■ **Stated goal**:
In the Hadoop issue report, which versions are listed as including the fix?

[
https://issues.apache.org/jira/browse/HADOOP-17975?page=com.atlassian.jira.plugin.system.issuetabpanels:all-tabpanel
]
Stephen O'Donnell resolved HADOOP-17975.
----------------------------------------
Resolution: Fixed
> Fallback to simple auth does not work for a secondary DistributedFileSystem
> instance
> ------------------------------------------------------------------------------------
>
> Key: HADOOP-17975
> URL: https://issues.apache.org/jira/browse/HADOOP-17975
> Project: Hadoop Common
> Issue Type: Bug
> Components: ipc
> Reporter: István Fajth
> Assignee: István Fajth
> Priority: Major
> Labels: pull-request-available
> Fix For: 3.4.0, 3.2.4, 3.3.3
>
> Time Spent: 10h 10m
> Remaining Estimate: 0h
>
> The following code snippet demonstrates what is necessary to cause a failure
> in connection to a non secure cluster with fallback to SIMPLE auth allowed
> from a secure cluster.
> {code:java}
> Configuration conf = new Configuration();
> conf.setBoolean("ipc.client.fallback-to-simple-auth-allowed", true);
> URI fsUri = new URI("hdfs://<nn_uri>");
> conf.setBoolean("fs.hdfs.impl.disable.cache", true);
> FileSystem fs = FileSystem.get(fsUri, conf);
> FSDataInputStream src = fs.open(new Path("/path/to/a/file"));
> FileOutputStream dst = new FileOutputStream(File.createTempFile("foo",
> "bar"));
> IOUtils.copyBytes(src, dst, 1024);
> // The issue happens even if we re-enable cache at this point
> //conf.setBoolean("fs.hdfs.impl.disable.cache", false);
> // The issue does not happen when we close the first FileSystem object
> // before creating the second.

■ **Extracted material**:
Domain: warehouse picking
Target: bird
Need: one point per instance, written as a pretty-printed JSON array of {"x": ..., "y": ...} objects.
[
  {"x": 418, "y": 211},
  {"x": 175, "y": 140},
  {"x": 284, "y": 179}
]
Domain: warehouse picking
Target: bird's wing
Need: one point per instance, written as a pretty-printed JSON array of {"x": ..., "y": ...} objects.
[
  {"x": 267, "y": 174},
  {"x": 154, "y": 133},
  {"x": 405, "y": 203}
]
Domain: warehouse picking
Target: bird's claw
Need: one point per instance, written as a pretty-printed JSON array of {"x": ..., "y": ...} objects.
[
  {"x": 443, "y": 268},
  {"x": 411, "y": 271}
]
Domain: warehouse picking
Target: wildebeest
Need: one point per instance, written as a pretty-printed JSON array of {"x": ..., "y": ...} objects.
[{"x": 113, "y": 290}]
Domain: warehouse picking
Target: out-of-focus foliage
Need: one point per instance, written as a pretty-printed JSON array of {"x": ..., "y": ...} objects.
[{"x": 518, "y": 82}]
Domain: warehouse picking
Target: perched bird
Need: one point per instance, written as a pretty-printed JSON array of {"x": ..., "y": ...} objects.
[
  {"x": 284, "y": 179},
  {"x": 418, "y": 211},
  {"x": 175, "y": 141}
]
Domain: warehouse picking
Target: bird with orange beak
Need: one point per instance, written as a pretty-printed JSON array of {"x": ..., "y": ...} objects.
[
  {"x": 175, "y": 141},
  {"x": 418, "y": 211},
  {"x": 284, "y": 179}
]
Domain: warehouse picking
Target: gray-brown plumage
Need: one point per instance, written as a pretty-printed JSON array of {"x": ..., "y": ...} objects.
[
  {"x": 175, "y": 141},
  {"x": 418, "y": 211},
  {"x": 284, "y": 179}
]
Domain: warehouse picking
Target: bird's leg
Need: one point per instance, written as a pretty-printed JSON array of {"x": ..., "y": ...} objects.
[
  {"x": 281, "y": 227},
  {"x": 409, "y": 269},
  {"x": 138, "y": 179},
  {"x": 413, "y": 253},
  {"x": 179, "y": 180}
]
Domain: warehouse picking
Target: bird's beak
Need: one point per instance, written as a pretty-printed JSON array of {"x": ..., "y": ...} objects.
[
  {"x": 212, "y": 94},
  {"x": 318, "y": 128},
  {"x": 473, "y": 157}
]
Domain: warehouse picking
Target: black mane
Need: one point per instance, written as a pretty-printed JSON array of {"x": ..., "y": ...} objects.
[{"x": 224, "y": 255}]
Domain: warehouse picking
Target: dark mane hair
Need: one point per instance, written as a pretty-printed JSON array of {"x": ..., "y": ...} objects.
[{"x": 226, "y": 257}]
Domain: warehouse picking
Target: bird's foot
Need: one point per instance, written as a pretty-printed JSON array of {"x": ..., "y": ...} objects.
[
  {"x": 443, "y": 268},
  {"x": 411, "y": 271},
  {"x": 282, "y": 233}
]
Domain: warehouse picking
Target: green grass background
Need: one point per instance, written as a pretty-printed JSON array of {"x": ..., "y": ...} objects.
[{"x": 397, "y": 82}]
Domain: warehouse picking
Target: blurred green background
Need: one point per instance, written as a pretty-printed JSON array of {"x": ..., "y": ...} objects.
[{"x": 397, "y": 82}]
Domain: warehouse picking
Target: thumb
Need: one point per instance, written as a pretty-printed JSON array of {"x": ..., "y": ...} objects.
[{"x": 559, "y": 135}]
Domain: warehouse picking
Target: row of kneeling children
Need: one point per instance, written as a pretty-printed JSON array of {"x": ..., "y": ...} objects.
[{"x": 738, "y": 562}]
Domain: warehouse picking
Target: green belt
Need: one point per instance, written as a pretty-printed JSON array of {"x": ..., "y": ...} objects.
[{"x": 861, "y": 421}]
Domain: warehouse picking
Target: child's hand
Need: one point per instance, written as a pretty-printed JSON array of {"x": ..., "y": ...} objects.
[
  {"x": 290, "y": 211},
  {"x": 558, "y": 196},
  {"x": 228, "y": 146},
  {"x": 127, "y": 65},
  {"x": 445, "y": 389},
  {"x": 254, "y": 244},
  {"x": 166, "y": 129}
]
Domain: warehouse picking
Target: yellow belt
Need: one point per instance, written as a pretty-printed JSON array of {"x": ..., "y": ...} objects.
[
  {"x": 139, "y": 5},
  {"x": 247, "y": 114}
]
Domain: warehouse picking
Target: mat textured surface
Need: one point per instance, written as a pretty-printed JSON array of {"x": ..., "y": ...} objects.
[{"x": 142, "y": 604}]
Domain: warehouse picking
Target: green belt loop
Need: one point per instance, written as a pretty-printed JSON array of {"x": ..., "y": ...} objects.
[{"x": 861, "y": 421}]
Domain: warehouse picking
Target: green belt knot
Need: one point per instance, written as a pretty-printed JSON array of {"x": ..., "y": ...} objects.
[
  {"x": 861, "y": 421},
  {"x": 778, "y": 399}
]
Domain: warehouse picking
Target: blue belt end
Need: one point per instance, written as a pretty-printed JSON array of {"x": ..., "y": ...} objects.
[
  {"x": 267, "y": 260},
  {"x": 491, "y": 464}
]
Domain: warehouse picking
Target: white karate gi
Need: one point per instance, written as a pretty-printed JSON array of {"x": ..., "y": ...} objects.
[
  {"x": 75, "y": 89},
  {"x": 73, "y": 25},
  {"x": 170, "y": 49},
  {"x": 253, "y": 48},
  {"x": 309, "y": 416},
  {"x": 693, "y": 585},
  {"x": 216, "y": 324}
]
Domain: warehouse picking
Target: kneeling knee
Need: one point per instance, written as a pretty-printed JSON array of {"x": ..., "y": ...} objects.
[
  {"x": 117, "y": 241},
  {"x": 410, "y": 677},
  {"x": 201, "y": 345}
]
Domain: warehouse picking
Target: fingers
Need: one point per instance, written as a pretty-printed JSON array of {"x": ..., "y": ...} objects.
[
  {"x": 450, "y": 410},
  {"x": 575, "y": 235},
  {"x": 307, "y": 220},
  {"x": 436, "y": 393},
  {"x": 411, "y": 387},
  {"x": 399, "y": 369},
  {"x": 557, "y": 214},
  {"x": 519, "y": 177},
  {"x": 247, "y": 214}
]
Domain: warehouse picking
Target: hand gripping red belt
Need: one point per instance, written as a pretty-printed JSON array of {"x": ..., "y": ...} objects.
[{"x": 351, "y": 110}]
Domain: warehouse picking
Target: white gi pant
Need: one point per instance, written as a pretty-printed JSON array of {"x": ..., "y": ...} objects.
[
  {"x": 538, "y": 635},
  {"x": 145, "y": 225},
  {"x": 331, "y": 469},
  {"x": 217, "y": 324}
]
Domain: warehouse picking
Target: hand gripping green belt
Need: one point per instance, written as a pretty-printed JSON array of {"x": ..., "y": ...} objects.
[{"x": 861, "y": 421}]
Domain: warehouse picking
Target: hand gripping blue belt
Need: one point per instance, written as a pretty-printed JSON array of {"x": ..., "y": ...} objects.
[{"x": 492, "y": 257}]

■ **Finished exercise**:
3.4.0, 3.2.4 and 3.3.3